● **YOUR INSTRUCTIONS**: Return the full listing character for character, without its pictures.

◇ ◇ ◇ ◇ ◇ ◇ ◇

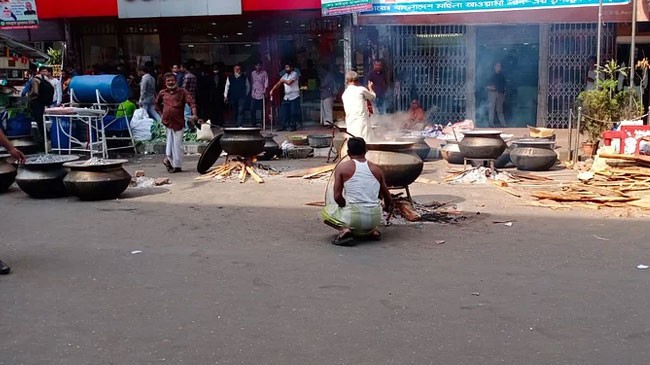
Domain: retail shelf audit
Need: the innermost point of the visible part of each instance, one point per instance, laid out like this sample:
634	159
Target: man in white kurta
355	102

◇ ◇ ◇ ◇ ◇ ◇ ◇

● **RESULT OF THIS TASK**:
Domain: retail shelf audit
Need: the innermost point of the visible part of each instance, one point per instance, laid out like this sample:
634	159
Target: man in white kurta
355	102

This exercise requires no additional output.